--- Exercise material ---
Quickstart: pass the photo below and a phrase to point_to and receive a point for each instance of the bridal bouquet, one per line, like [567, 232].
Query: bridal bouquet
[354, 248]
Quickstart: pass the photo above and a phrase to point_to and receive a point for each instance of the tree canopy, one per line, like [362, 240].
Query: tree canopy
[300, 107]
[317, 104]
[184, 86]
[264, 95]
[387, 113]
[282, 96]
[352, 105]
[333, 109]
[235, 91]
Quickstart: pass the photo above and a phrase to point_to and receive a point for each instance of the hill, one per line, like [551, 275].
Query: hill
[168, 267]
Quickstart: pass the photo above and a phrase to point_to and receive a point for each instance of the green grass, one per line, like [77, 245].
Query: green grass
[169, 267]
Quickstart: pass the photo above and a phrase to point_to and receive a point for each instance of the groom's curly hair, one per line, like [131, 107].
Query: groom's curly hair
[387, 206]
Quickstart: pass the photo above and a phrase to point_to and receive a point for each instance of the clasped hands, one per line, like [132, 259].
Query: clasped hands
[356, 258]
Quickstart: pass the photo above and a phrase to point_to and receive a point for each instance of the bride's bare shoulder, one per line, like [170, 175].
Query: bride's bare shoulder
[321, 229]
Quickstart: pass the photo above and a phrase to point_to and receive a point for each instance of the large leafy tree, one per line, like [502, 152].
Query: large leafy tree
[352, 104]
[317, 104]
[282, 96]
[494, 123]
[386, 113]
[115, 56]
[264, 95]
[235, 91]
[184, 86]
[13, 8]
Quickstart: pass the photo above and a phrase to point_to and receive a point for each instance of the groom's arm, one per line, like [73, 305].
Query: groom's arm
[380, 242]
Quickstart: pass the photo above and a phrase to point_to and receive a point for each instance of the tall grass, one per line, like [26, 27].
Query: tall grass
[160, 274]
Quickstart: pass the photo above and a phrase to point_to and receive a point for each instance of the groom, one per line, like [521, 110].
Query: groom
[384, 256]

--- Aim of the task ---
Each line from the one that contains "Query: bridal bouquet" through the last line of the listing above should be written out exactly, and no other line.

--- Exercise answer ---
Query: bridal bouquet
[354, 248]
Quickstart: pass the photo above and a phrase to point_to and receive a point for each instance of the tree canopy, one per line, like [362, 240].
Query: tree canopy
[300, 107]
[317, 104]
[184, 86]
[264, 95]
[387, 113]
[282, 96]
[352, 105]
[333, 109]
[235, 91]
Quickstart: pass the photo above and a phrase to point_to and receive a point for each instance of the hill, one per line, like [551, 275].
Query: hill
[168, 267]
Quickstart: pass the photo above and a phrase to point_to and receive a point for each instance of the green grass, one per line, like [77, 245].
Query: green grass
[169, 267]
Quickstart: pass the photo above and a phrase to point_to and receive a point for each instance of the groom's curly hair, one per line, like [131, 107].
Query: groom's curly hair
[387, 206]
Quickstart: pass the photo above and a phrase to point_to and receive a point for each instance of the clasped hands, one per line, like [132, 259].
Query: clasped hands
[356, 258]
Quickstart: pass the photo above and a phrase to point_to and receive a point for each instance of the bride's bare shoulder, one per line, like [170, 175].
Query: bride's bare shoulder
[321, 229]
Quickstart: pass the photo above and a phrase to point_to and receive a point for each instance of the large leafy tree, one per line, like [502, 152].
Query: large leafy tree
[352, 104]
[317, 104]
[282, 96]
[494, 123]
[386, 113]
[115, 56]
[264, 95]
[235, 91]
[184, 86]
[13, 8]
Quickstart: pass the photo above and a phrase to point_to and receive a point for each instance of the groom's arm, one per line, like [73, 305].
Query: groom's arm
[380, 242]
Quickstart: pass the photo above and a phrase to point_to and receive a point for each instance of the tall grass, one per line, like [26, 27].
Query: tall grass
[160, 274]
Quickstart: pass the photo above and a phrase to point_to and receive a point for each instance of the groom, one per line, like [521, 110].
Query: groom
[384, 256]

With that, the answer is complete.